- What is being asked:
Identify every line in the data below that contains the word "white", and copy each of those lines. Matching is case-sensitive.

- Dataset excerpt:
+---+

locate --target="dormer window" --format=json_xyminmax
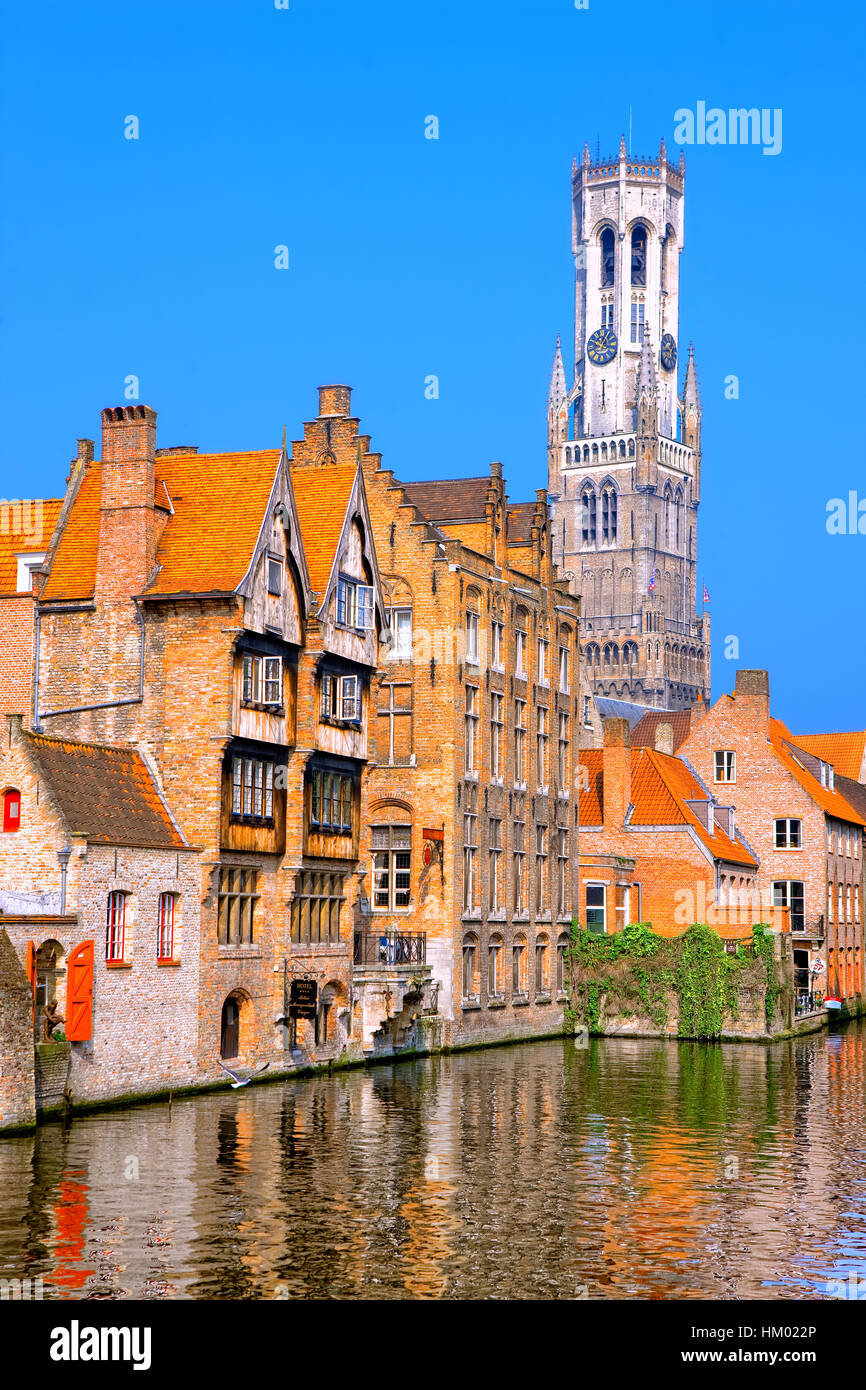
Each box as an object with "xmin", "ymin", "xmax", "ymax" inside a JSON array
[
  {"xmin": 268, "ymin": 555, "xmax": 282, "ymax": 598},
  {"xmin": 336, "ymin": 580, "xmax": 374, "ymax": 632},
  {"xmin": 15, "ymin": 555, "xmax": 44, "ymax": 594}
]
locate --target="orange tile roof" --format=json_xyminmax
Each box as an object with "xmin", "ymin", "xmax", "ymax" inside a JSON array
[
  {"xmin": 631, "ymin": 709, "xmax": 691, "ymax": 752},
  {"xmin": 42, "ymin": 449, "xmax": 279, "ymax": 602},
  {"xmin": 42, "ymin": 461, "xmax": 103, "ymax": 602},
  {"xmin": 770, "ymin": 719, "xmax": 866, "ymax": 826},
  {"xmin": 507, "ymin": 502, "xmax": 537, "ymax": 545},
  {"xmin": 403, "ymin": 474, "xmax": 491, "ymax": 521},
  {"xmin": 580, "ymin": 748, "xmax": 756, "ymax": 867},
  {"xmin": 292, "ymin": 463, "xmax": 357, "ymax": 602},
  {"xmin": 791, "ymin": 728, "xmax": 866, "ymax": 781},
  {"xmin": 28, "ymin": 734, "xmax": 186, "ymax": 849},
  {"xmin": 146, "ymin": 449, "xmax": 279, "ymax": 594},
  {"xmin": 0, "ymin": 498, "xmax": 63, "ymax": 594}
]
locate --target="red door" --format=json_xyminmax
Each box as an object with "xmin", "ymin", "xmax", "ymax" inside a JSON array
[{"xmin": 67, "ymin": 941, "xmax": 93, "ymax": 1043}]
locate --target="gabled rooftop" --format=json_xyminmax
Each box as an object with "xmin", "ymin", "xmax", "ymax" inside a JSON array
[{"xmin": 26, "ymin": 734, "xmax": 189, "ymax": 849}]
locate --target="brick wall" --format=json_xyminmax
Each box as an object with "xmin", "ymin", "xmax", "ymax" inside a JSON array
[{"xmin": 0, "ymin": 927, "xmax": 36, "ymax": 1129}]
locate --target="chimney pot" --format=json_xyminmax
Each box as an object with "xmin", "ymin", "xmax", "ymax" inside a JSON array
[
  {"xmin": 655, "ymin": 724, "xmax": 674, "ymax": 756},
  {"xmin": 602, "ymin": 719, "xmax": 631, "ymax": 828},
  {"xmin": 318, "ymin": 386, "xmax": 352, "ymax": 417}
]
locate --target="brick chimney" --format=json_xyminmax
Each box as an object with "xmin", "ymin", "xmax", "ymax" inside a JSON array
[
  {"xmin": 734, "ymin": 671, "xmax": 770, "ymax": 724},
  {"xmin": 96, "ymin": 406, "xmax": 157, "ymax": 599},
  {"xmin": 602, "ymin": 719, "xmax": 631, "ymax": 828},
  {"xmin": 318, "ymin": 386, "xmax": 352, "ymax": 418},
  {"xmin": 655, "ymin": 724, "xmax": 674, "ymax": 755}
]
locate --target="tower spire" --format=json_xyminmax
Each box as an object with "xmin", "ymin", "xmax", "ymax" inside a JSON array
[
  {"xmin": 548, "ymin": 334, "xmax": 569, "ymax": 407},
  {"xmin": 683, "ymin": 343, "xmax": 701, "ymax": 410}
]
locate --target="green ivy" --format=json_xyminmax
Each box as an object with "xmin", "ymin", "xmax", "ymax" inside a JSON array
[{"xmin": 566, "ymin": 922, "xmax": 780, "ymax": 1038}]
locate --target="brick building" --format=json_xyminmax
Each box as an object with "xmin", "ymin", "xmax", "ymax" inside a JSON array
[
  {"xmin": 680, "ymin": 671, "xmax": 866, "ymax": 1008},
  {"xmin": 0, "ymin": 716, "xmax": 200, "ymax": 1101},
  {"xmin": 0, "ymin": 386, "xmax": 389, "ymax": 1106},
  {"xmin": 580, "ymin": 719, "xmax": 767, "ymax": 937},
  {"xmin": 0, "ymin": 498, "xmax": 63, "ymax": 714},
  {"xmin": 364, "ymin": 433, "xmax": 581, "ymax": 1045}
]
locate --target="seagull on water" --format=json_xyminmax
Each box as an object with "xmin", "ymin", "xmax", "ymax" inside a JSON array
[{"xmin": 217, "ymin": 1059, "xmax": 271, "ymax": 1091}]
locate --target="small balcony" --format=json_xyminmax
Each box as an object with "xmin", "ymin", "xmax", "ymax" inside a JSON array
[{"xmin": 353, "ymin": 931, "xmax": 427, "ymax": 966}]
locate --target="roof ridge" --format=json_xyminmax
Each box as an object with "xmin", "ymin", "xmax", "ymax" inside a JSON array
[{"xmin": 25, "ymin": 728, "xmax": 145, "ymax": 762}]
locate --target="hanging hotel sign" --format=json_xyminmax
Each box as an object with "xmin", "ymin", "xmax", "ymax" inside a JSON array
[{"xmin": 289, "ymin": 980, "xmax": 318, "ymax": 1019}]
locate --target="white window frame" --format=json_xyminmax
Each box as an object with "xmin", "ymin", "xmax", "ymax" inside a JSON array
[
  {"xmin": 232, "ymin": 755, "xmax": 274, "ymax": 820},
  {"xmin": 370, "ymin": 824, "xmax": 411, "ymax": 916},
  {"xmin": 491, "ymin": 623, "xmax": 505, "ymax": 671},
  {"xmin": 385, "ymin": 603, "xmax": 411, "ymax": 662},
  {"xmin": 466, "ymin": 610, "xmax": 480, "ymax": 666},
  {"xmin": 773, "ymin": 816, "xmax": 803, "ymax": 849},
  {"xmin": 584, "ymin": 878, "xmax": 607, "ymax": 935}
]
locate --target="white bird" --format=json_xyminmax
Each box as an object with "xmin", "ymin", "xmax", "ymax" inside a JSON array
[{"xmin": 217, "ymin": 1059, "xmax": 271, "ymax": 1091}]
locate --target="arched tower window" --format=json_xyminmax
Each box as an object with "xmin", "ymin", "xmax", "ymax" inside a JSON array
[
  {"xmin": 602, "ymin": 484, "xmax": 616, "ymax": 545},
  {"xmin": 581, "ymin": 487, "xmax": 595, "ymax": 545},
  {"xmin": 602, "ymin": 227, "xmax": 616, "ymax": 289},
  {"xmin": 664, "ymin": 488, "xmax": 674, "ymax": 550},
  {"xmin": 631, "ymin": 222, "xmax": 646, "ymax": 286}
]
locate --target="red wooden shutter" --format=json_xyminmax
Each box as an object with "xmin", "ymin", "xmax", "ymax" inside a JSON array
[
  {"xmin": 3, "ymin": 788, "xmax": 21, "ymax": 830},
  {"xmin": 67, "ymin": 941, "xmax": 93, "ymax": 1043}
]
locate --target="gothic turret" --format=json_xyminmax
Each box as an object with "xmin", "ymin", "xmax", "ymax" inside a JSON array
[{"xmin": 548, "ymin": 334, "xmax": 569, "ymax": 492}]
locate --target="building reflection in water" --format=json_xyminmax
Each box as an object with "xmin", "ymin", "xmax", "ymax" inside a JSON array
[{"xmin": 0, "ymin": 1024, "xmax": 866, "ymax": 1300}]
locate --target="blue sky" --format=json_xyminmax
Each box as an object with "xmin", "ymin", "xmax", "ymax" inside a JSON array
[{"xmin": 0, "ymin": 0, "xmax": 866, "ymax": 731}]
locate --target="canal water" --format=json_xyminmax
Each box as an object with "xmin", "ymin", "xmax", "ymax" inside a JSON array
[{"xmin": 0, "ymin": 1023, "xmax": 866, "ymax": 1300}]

+---+

- Finished task:
locate --target="white window frame" --format=json_xyminmax
locate --target="white bird" --format=json_xyminmax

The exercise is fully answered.